* What is expected
Within the records below, reproduce without change the lines from the line that has "gravel path" through the line that has "wrinkled face", and only those.

*** Dataset ***

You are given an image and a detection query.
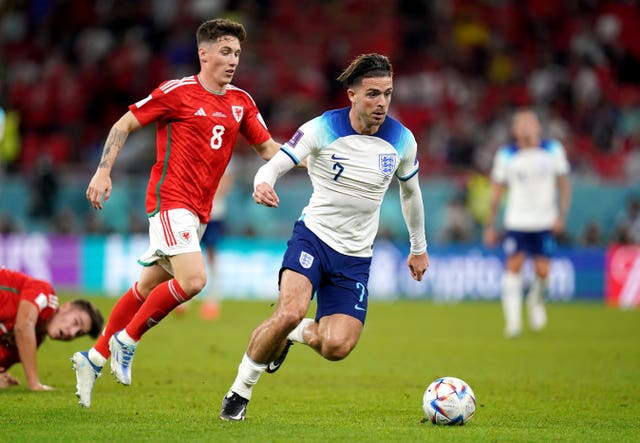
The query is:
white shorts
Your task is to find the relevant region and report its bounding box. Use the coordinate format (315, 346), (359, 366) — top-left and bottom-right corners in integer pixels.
(138, 208), (206, 275)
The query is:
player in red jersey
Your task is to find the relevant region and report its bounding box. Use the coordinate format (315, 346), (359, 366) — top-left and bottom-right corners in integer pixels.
(71, 18), (282, 407)
(0, 268), (103, 390)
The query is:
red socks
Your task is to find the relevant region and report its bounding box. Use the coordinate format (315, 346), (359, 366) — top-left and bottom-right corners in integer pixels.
(94, 283), (145, 358)
(125, 279), (189, 341)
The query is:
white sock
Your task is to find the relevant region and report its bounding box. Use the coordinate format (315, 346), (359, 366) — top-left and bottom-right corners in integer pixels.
(229, 353), (267, 400)
(116, 330), (139, 346)
(88, 348), (107, 367)
(527, 277), (547, 305)
(287, 318), (314, 344)
(527, 277), (548, 330)
(501, 271), (523, 336)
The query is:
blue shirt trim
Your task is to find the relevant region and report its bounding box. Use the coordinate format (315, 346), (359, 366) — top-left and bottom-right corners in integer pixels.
(280, 146), (300, 165)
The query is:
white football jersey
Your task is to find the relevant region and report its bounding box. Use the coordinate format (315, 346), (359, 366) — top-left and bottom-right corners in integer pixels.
(491, 139), (570, 231)
(281, 108), (419, 257)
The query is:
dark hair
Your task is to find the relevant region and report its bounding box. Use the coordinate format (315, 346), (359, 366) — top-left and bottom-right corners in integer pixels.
(71, 299), (104, 339)
(196, 18), (247, 46)
(337, 53), (393, 87)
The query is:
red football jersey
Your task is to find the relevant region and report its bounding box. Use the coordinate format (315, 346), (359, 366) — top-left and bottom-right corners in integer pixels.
(0, 269), (57, 369)
(130, 75), (272, 223)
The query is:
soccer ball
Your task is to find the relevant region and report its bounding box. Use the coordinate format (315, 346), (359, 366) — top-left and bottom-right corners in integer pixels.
(422, 376), (476, 425)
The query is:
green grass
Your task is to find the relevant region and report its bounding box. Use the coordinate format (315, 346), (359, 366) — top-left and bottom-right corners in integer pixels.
(3, 297), (639, 442)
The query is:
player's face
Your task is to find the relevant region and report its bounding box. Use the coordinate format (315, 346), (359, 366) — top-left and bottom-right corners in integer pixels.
(512, 111), (542, 149)
(46, 304), (92, 341)
(348, 76), (393, 135)
(199, 35), (242, 88)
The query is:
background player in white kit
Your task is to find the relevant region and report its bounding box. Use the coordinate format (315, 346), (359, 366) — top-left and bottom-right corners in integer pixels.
(483, 109), (572, 338)
(220, 53), (429, 421)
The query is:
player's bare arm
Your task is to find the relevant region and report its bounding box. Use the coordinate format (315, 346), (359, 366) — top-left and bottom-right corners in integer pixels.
(14, 300), (52, 391)
(252, 138), (282, 161)
(483, 182), (506, 247)
(86, 111), (142, 210)
(553, 174), (572, 235)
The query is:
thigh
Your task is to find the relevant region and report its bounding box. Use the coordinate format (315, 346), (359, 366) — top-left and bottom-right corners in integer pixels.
(505, 252), (527, 273)
(533, 256), (551, 278)
(136, 264), (173, 297)
(170, 251), (207, 282)
(503, 230), (531, 272)
(279, 221), (324, 293)
(277, 269), (314, 316)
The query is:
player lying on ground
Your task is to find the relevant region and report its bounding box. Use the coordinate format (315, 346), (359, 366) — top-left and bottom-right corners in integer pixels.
(0, 268), (102, 390)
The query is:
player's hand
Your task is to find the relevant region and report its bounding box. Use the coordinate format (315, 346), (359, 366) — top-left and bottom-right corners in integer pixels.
(552, 218), (565, 235)
(407, 252), (429, 282)
(28, 382), (55, 391)
(0, 369), (20, 388)
(253, 182), (279, 208)
(86, 170), (112, 210)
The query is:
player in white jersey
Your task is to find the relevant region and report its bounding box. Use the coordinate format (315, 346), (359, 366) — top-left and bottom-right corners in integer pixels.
(220, 53), (429, 420)
(483, 109), (572, 338)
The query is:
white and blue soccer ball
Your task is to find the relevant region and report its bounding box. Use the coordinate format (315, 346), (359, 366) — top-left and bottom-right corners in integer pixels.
(422, 376), (476, 425)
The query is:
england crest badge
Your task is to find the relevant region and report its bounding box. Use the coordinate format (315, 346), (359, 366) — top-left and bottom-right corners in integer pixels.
(378, 153), (397, 176)
(299, 251), (315, 269)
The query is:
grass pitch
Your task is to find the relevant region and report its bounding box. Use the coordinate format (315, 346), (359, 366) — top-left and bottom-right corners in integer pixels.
(3, 297), (639, 442)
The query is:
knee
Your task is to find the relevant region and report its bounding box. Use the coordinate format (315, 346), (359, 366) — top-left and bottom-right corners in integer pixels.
(320, 339), (355, 361)
(535, 264), (550, 279)
(135, 282), (153, 299)
(176, 273), (207, 297)
(275, 309), (306, 332)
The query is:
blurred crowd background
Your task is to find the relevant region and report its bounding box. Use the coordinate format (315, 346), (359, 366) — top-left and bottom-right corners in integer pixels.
(0, 0), (639, 246)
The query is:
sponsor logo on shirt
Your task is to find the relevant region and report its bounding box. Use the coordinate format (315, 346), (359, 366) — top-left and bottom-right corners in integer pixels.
(212, 111), (227, 118)
(194, 107), (207, 116)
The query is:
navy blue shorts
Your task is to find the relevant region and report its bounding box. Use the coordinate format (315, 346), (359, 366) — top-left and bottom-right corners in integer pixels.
(503, 230), (555, 258)
(200, 220), (224, 248)
(280, 221), (372, 324)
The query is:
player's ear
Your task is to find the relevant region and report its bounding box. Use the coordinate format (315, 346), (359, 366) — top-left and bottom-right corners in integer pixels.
(347, 88), (356, 104)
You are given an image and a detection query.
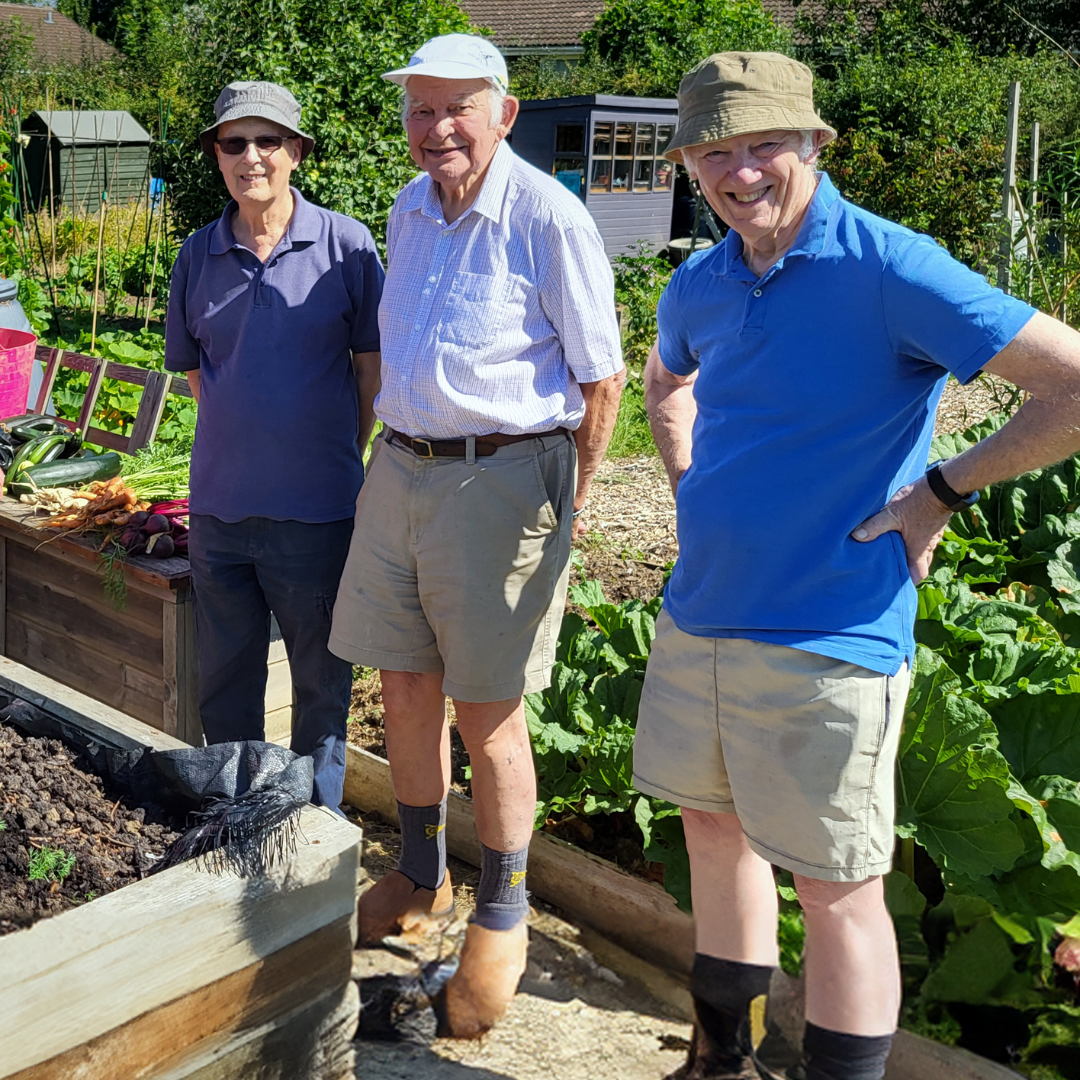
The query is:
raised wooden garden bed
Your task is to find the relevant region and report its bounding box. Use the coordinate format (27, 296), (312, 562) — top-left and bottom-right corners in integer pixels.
(0, 499), (293, 745)
(0, 657), (360, 1080)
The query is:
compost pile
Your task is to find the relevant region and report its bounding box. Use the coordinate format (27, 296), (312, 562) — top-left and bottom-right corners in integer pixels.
(0, 720), (179, 935)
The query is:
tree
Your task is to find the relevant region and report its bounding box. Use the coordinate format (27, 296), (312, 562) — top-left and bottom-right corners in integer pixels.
(167, 0), (473, 239)
(0, 12), (33, 83)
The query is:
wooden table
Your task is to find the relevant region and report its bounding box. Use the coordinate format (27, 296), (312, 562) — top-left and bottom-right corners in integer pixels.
(0, 498), (292, 745)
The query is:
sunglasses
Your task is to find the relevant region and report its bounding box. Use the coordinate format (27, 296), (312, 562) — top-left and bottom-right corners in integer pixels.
(215, 135), (296, 156)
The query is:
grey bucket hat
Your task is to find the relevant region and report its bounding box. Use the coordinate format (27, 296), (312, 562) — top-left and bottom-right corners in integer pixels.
(199, 81), (315, 161)
(663, 52), (836, 164)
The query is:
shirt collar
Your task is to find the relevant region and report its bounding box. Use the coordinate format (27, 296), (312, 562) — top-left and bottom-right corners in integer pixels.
(209, 187), (319, 255)
(399, 140), (514, 226)
(712, 171), (840, 278)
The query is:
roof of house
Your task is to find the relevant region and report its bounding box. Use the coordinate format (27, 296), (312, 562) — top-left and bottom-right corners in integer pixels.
(23, 110), (150, 145)
(0, 3), (119, 67)
(460, 0), (845, 49)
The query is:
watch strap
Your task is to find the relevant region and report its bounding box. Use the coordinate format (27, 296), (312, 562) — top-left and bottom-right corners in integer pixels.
(926, 462), (979, 512)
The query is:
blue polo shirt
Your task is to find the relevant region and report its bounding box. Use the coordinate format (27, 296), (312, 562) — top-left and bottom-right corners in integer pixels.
(164, 188), (383, 523)
(658, 173), (1035, 675)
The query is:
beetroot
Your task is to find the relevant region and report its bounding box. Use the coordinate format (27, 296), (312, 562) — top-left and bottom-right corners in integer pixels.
(145, 533), (175, 558)
(129, 511), (149, 528)
(143, 514), (170, 535)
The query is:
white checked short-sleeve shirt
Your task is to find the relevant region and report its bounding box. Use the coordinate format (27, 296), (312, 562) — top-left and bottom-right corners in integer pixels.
(375, 141), (624, 439)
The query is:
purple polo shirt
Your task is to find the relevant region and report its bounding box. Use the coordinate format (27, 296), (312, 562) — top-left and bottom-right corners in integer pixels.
(164, 188), (383, 522)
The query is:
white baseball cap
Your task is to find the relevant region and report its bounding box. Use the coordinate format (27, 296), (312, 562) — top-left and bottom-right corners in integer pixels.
(382, 34), (508, 92)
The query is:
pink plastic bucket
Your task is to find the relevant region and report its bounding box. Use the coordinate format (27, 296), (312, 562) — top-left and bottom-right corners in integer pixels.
(0, 328), (38, 420)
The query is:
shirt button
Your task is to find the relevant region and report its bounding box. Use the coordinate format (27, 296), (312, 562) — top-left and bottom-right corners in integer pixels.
(413, 324), (421, 331)
(423, 289), (430, 295)
(753, 289), (763, 297)
(428, 276), (436, 283)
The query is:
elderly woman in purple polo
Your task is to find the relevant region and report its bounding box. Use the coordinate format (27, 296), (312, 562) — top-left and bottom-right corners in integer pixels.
(164, 83), (384, 811)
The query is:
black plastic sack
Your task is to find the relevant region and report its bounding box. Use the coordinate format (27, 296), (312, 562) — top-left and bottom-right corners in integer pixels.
(0, 697), (313, 878)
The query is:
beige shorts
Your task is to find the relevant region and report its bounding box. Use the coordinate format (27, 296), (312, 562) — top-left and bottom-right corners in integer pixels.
(633, 609), (910, 882)
(329, 431), (575, 702)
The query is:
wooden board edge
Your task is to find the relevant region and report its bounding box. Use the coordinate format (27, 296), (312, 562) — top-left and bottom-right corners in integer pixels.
(344, 742), (694, 975)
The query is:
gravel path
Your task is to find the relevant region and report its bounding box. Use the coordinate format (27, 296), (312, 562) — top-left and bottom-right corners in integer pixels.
(582, 375), (1014, 572)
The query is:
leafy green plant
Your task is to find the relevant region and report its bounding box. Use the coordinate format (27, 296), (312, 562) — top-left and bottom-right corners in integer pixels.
(27, 846), (77, 883)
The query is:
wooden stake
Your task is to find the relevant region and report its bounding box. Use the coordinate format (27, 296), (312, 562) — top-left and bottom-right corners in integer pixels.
(90, 191), (107, 352)
(997, 81), (1021, 294)
(46, 87), (56, 280)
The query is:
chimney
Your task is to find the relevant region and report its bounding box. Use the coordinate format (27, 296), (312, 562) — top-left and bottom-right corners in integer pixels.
(44, 10), (54, 22)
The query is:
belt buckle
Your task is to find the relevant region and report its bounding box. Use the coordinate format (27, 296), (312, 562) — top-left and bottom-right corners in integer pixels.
(411, 437), (435, 459)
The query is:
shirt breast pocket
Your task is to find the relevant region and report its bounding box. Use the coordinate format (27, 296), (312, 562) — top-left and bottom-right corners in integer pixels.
(443, 271), (508, 351)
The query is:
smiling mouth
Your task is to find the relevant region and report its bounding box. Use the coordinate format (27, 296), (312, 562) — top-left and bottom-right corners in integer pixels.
(424, 146), (465, 158)
(729, 186), (771, 204)
(239, 173), (267, 183)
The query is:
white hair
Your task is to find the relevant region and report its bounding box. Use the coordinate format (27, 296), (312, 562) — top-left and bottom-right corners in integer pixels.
(683, 129), (822, 173)
(400, 79), (506, 129)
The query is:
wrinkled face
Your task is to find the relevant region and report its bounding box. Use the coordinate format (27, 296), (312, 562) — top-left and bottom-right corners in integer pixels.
(215, 117), (301, 208)
(685, 130), (820, 246)
(404, 75), (516, 193)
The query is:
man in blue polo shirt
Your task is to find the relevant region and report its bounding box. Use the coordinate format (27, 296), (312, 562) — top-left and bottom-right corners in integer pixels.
(164, 82), (383, 809)
(638, 53), (1080, 1080)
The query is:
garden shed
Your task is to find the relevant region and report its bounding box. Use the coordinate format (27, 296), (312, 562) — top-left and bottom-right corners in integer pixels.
(512, 95), (679, 257)
(20, 110), (151, 215)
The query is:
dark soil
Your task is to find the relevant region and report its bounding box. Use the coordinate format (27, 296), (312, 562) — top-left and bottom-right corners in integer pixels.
(0, 720), (180, 935)
(571, 544), (669, 606)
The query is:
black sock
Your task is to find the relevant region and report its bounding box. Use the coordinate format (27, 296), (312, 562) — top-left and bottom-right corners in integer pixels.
(472, 843), (529, 930)
(803, 1022), (895, 1080)
(396, 799), (447, 891)
(691, 954), (774, 1056)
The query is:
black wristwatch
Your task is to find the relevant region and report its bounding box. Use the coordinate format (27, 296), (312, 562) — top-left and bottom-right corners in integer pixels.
(925, 462), (980, 512)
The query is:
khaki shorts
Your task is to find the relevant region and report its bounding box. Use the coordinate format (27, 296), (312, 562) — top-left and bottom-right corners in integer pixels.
(633, 609), (910, 882)
(329, 431), (575, 702)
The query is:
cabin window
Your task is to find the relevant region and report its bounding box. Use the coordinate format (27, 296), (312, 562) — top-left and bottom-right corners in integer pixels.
(553, 124), (586, 198)
(588, 118), (677, 195)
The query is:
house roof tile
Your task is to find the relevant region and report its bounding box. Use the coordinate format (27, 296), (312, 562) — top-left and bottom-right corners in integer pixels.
(0, 3), (119, 68)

*** End of Dataset ***

* Solution
gravel path
Your task is to find the relevant region and report its bounding box. Use the coordinate format (27, 296), (312, 562) — top-left and bottom-right corners in integer pixels.
(582, 375), (1014, 572)
The query is:
leafy green plant
Your task is to find the relevant region and report its bounding box. Use the coordinate format (27, 296), (312, 562) — top-left and bottom-right corners in integer pixels.
(27, 846), (77, 883)
The query is:
wooden stake
Your task is to find the relevant region and report its bounding box. Use the coordinate format (27, 296), (312, 562) — top-left and bottom-right corners in integer pixels.
(90, 191), (107, 352)
(997, 81), (1021, 294)
(46, 87), (56, 280)
The query is:
chimney
Your task is to find the relevant region and report its bounding box. Use the coordinate format (27, 296), (312, 562) — top-left and bottom-right corners in integer pixels.
(44, 10), (54, 22)
The query is:
belt buckle
Your task is to find the relevant region and report its bounding box. Use the coordinate format (27, 296), (312, 562) — top-left and bottom-right corners in integer pixels.
(411, 437), (435, 459)
The query is:
shirt breast pocket
Your task is to find the relevant region and report its bounding box. Use the coordinate format (27, 296), (312, 562) — top-left and bottom-right corners in integer pixels.
(443, 271), (508, 351)
The query is:
smiling mouth
Your task is to find the relevant region and report its bounding box. Use the coordinate format (27, 296), (312, 562) — top-left and bottom-right corners in integer pixels.
(424, 146), (465, 158)
(729, 186), (771, 204)
(239, 173), (267, 183)
The query is:
white hair
Your task is to find the relevant region and report its bounding box. Use the coordinate format (27, 296), (312, 562) — top-left and bottom-right corners in integer pixels.
(683, 129), (822, 173)
(400, 79), (506, 129)
The query is:
wrinkled face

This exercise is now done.